## Exercise description
In the piece on the President's health:
1. Whose tweet prompted it?
2. What post does Femi Adesina hold?
3. How many years after Independence does it say the President still travels abroad for medical treatment?

## Selected passage
--
By
Ikeogu Oke
This piece was
triggered by a tweet I stumbled on recently. Emanating from the tweeter handle
of one George Okusanya, it read, ‘Femi
Adesina: “The president is not sick”.
Lai Mohammed: “The president is hale and hearty”.
GMB: “I
couldn’t recall ever being so sick”.’
Clearly, the tweet juxtaposes the words of Femi
Adesina, the Special Adviser on Media and Publicity to President Muhammadu
Buhari, and Lai Mohammed, the President’s Minister of Information and Culture,
on the one hand, and those of the President on the other hand. By this
contrasting placement, the tweet seems to provide proof of the allegation that
the President’s handlers had misinformed Nigerians about the state of his
health while he was in the UK on medical leave, in consequence of
which they have drawn flak from a legion of critics.
I, for one, had been taken aback by the morbid
interest shown by some Nigerians in knowing the exact state of the President’s
health while he was receiving medical treatment abroad. And this is why: I had
thought such people would be more concerned about the resultant indignity for
our country that, 56 years after Independence, our President, the President of
the country that prides itself as the “Giant of Africa” and “the most populous
black nation in the world”, still travels to a foreign country, the country of
our colonial masters, to receive medical treatment for a protracted period,
during which he might be splayed repeatedly on an operating table,
anesthetized, and carved open by foreign scalpels.
--
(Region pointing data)
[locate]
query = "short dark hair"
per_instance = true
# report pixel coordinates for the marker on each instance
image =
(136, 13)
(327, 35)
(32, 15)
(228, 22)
--
## Result of the exercise
1. George Okusanya
2. Special Adviser on Media and Publicity to President Muhammadu Buhari
3. 56 years